AIM OF THE EXERCISE = The records that follow are to be transcribed in full, without their images.

----

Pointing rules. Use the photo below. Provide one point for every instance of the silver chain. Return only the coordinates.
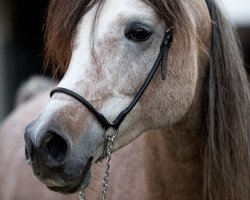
(108, 150)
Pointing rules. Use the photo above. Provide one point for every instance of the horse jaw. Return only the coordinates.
(110, 74)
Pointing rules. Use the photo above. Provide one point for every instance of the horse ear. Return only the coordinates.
(168, 39)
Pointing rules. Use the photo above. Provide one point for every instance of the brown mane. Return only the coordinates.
(226, 142)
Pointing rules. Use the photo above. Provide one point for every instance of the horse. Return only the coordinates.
(198, 144)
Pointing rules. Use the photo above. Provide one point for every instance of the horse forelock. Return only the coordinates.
(64, 16)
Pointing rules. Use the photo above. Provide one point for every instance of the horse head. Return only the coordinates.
(106, 50)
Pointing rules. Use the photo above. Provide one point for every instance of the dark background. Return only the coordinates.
(21, 55)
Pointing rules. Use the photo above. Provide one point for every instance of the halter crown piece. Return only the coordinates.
(109, 139)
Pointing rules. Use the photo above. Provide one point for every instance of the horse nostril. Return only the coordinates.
(54, 149)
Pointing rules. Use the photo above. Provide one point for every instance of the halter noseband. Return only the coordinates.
(162, 58)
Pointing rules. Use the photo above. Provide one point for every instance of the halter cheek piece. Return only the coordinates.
(162, 58)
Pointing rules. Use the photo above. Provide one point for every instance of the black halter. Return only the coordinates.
(162, 58)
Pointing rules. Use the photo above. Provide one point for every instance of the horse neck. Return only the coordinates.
(173, 158)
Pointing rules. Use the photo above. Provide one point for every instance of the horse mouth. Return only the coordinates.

----

FINAL ANSWER =
Pointing rules. Use the photo below. Provide one point for every instance of the silver chain. Return only the coordinates.
(108, 150)
Pointing rules. Use the photo above. Provide one point for every instance of the horse jaw. Return only the coordinates.
(110, 74)
Pointing rules. Use the photo above. Provide one point for every instance of the horse ear. Return only the coordinates.
(168, 39)
Pointing rules. Use the photo above. Provide one point for every instance of the brown mane. Return only the coordinates.
(226, 142)
Pointing rules. Use the photo above. Provide one point for every instance of the horse. Return only the coordinates.
(198, 144)
Pointing rules. Use the photo above. Provide one point for every instance of the horse forelock. Return only the coordinates.
(64, 16)
Pointing rules. Use the photo above. Provide one point for every instance of the horse head. Return only the coordinates.
(106, 50)
Pointing rules. Use the photo above. Provide one point for every instance of the dark background. Return only the coordinates.
(21, 55)
Pointing rules. Use the photo above. Provide one point for every instance of the halter crown piece. Return only the coordinates.
(109, 139)
Pointing rules. Use the photo above. Provide one point for every instance of the horse nostril. Return only the coordinates.
(54, 149)
Pointing rules. Use the photo above. Provide one point for every instance of the halter noseband. Return only the coordinates.
(162, 58)
Pointing rules. Use the photo above. Provide one point for every instance of the halter cheek piece. Return only the coordinates.
(162, 58)
Pointing rules. Use the photo above. Provide one point for every instance of the black halter. Return only the coordinates.
(162, 58)
Pointing rules. Use the photo above. Provide one point for every instance of the horse neck. Return only the coordinates.
(173, 158)
Pointing rules. Use the photo above. Provide one point for every instance of the horse mouth. Return only the coordinates.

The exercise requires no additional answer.